### Passage ###

A debtor's request to enlarge the deadline to file a claim under Rule 3004 is governed by Rule 9006(b)(1). Davis v. Columbia Constr. Co. (In re Davis), 936 F.2d 771, 774 (1st Cir. 1991); In re Schuster, 428 B.R. 833, 838 (Bankr. E.D. Wisc. 2010); In re Wray, No. 12-60209, 2015 Bankr. LEXIS 3235, at *4 (Bankr. N.D. Ohio Sept. 24, 2015). Under Rule 9006(b)(1), if a request to enlarge a deadline is made after the deadline expires, the court may only enlarge the deadline if the movant shows that the failure to meet the deadline "was the result of excusable neglect." Rule 9006(b)(1) (emphasis added).

In Pioneer Inv. Serv. Co. v. Brunswick Assocs. Ltd. L.P., 507 U.S. 380 (1993), the Supreme Court addressed what constitutes "excusable neglect" under Rule 9006(b)(1). The Court held that the determination of whether neglect is excusable "is at bottom an equitable one, taking account of all relevant circumstances surrounding the party's omission." Id. at 395. These circumstances include: (1) the danger of prejudice to the non-moving party; (2) the length of delay and its potential impact on the proceedings; (3) the reason for the delay and whether it was within the reasonable control of the moving party; and (4) whether the moving party acted in good faith. Id. The Sixth circuit has described this standard as exceedingly difficult to satisfy. Cmty. Fin. Serv. Bank v. Edwards (In re Edwards), 748 F. App'x 695, 698 (6th Cir. 2019) (collecting cases).

A. Danger of Prejudice to the Non-Moving Party.

###

» Exercise aim
According to the passage on excusable neglect, how has the Sixth Circuit described the excusable-neglect standard?

### Material supplied ###

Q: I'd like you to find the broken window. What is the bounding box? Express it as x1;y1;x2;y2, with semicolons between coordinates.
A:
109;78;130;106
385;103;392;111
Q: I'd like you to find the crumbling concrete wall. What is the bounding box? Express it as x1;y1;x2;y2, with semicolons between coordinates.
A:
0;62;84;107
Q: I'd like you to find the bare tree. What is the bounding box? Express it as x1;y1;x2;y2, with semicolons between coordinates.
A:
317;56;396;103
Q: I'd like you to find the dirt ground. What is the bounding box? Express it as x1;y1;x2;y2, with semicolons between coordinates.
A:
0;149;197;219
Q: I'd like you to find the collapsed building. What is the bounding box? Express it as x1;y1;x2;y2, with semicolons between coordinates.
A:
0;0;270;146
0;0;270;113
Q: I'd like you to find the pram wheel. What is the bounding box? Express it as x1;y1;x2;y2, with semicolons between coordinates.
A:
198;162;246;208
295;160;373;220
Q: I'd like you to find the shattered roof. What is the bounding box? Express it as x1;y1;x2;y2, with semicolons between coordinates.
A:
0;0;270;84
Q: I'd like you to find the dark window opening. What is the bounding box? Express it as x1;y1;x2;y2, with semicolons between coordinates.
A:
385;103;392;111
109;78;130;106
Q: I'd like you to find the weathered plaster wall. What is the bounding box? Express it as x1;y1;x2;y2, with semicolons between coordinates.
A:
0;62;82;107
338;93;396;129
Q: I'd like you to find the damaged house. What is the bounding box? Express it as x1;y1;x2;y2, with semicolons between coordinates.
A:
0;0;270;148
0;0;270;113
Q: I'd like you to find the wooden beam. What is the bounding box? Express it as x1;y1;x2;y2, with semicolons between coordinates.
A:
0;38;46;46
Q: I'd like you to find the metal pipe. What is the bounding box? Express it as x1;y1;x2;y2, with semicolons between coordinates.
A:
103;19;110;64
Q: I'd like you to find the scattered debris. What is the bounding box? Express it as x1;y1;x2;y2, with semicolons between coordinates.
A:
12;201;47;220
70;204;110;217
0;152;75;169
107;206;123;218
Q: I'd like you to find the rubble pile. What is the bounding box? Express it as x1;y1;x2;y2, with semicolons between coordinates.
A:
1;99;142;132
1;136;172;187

###

» Result of this task
The Sixth Circuit has described it as exceedingly difficult to satisfy.